Pick out each line below that contains the word "square" and copy those lines in full.

RECORDS PROVIDED:
┄┄┄┄┄┄┄┄┄┄┄┄┄┄┄┄┄┄┄┄

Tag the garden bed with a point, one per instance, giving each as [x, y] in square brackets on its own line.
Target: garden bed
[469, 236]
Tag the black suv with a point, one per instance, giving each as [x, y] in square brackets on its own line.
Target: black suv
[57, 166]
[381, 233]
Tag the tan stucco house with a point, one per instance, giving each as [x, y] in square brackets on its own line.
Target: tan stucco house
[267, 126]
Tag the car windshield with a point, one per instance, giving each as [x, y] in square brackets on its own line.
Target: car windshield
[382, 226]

┄┄┄┄┄┄┄┄┄┄┄┄┄┄┄┄┄┄┄┄

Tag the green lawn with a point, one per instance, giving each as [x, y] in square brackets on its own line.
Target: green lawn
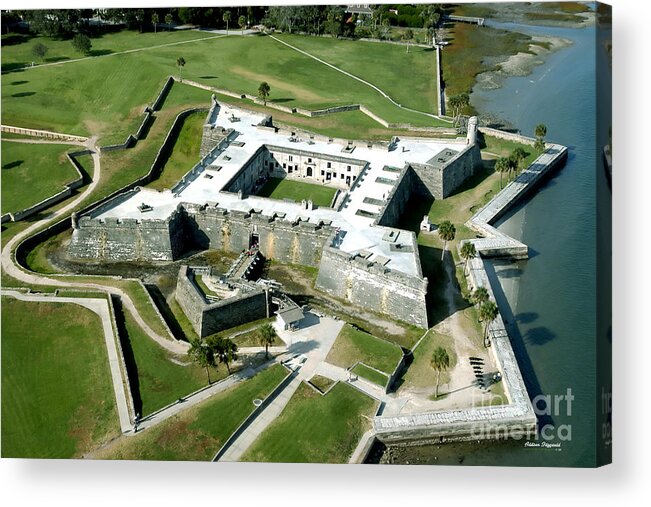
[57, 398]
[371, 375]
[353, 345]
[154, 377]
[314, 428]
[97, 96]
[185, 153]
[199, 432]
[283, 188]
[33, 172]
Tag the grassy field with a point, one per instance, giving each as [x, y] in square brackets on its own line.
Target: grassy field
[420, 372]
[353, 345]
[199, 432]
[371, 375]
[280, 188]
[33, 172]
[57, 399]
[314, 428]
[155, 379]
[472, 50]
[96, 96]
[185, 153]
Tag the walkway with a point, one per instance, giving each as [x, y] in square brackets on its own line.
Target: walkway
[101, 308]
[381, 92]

┄┄┄┄┄┄┄┄┄┄┄┄┄┄┄┄┄┄┄┄

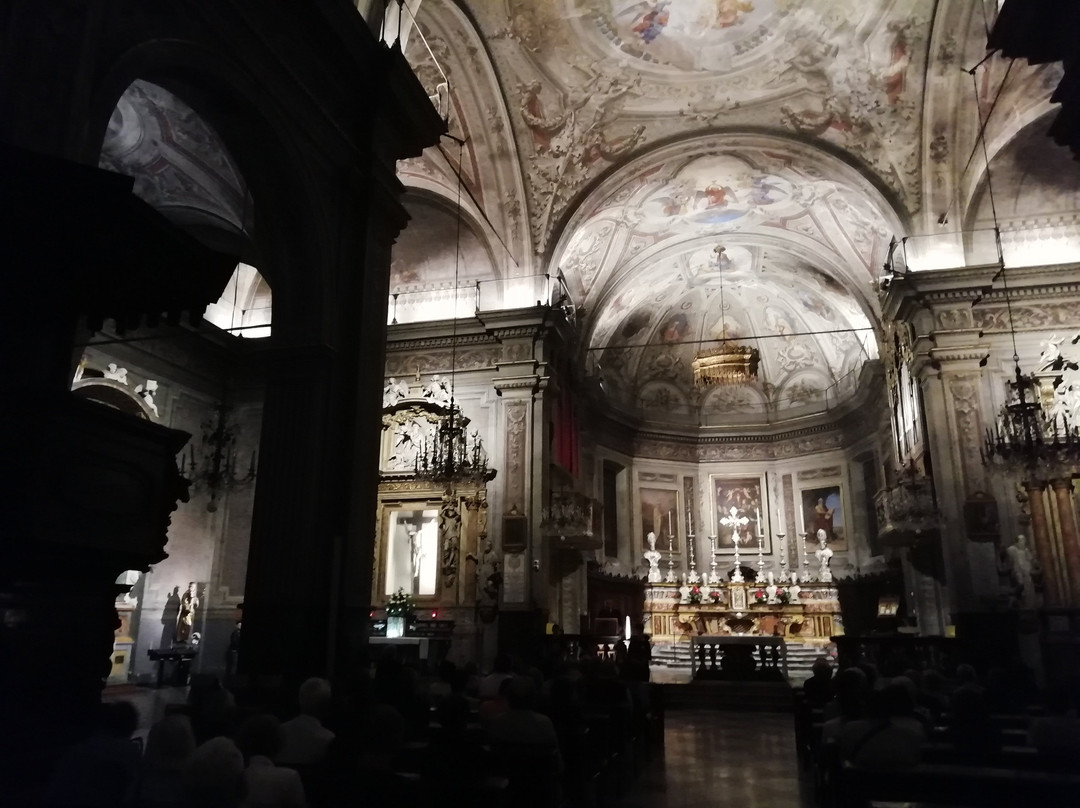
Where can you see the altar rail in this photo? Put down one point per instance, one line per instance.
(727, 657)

┄┄┄┄┄┄┄┄┄┄┄┄┄┄┄┄┄┄┄┄

CORRECT RESPONSE:
Tag the garden bed with a point, one per instance, giving each as [x, y] in square brackets on its own line.
Tag the black suv with a point, one per instance, giving each as [x, y] in square brackets on its own line.
Tag the tan stucco house with a point, one per instance, giving each as [x, y] in square brackets on its own line.
Tag the car windshield with a point, one per instance, giving each as [x, y] in square brackets on its own line.
Tag the green lawn with a point, one per instance, giving each as [x, y] in square brackets on its own line.
Tag the grassy field with a point, one per instance, giving each as [x, y] in square brackets on its own line.
Tag the walkway with a point, one per instance, giving each as [x, y] in square brackets on its own line.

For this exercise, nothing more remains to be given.